» Required task
Copy the material below, swapping every "suv" for "SUV" and leaving everything else as it is.

» Data supplied
━━━━━━━━━━
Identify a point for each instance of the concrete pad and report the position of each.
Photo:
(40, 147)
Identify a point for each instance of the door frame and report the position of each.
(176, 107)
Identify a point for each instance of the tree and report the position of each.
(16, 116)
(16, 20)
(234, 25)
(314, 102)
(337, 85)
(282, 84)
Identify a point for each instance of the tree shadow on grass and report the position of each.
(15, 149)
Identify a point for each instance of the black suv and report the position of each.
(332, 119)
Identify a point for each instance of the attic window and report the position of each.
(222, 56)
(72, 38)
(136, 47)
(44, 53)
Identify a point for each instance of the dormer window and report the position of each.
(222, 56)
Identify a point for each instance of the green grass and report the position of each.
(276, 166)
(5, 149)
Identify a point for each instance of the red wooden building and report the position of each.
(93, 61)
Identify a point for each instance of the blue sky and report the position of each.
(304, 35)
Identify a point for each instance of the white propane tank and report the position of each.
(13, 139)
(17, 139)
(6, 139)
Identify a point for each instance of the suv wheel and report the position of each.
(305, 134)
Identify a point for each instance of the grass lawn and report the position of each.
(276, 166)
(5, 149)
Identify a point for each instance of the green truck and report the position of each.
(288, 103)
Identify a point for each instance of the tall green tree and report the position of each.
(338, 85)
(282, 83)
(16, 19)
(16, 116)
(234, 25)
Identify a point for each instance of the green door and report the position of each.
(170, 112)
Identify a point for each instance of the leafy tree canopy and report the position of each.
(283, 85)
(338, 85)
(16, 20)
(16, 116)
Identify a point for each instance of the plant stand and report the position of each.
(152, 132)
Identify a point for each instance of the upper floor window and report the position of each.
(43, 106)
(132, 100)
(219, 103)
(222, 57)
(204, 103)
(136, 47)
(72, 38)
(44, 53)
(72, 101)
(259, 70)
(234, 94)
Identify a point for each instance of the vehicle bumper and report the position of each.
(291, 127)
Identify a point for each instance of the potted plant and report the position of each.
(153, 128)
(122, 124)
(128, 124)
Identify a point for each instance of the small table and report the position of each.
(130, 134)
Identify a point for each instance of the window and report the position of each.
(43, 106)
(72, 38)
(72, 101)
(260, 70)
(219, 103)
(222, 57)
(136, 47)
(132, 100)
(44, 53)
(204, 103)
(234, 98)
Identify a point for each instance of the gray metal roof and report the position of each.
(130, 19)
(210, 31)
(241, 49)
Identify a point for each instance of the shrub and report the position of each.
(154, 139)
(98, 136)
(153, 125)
━━━━━━━━━━
» Full solution
Identify a point for each instance of the concrete pad and report the position of each.
Photo:
(40, 147)
Identify a point for each instance of the door frame and report the position of each.
(176, 107)
Identify a point for each instance of the tree and report the position of each.
(16, 116)
(16, 20)
(234, 25)
(314, 102)
(337, 85)
(282, 84)
Identify a point for each instance of the tree shadow on grass and report the position of each.
(15, 149)
Identify a point for each instance of the black SUV and report the position of each.
(332, 119)
Identify a point for each instance of the attic window and report the position of each.
(222, 56)
(72, 38)
(136, 47)
(44, 53)
Identify a point for each instance of the dormer window and report the position of each.
(222, 56)
Identify a point for each instance of the green grass and report the position of each.
(276, 166)
(5, 149)
Identify a point for each instance of the red wooden building and report the position of each.
(93, 61)
Identify a point for each instance of the blue sky and report the position of each.
(304, 35)
Identify a point for each instance of the white propane tank and report the position of each.
(13, 139)
(17, 139)
(6, 139)
Identify a point for each instance of the SUV wheel and report the position of each.
(305, 134)
Identify a point for each instance of the grass lawn and report the position of each.
(276, 166)
(5, 149)
Identify a point for each instance of the green truck and report the position of each.
(288, 103)
Identify a point for each instance of the tall green tree and report the position of each.
(338, 85)
(282, 83)
(16, 19)
(16, 116)
(234, 25)
Identify a point for each instance of the green door and report the position of each.
(170, 112)
Identify a point for each instance of the leafy tree canopy and report the position of each.
(283, 85)
(338, 85)
(16, 20)
(16, 116)
Identify a point for each instance of the plant stand and report the position of each.
(152, 132)
Identify a point for each instance of the upper floor window and report the position of each.
(43, 106)
(132, 100)
(219, 103)
(222, 57)
(204, 103)
(136, 47)
(72, 38)
(44, 53)
(72, 101)
(259, 70)
(234, 94)
Identify a point for each instance of the vehicle bumper and report the position of each.
(291, 127)
Identify a point for each instance of the potted plant and report the position of each.
(153, 128)
(122, 124)
(128, 124)
Identify a point for each instance of the small table and report the position of each.
(130, 134)
Identify a point for each instance of the window and report the position of each.
(43, 106)
(72, 38)
(72, 101)
(260, 70)
(219, 103)
(222, 57)
(136, 47)
(132, 100)
(44, 53)
(204, 103)
(234, 98)
Identify a point for each instance of the gray metal roof and report the position of each.
(130, 19)
(210, 31)
(241, 49)
Identify a point for each instance of the shrub and report the position of each.
(154, 139)
(98, 136)
(153, 125)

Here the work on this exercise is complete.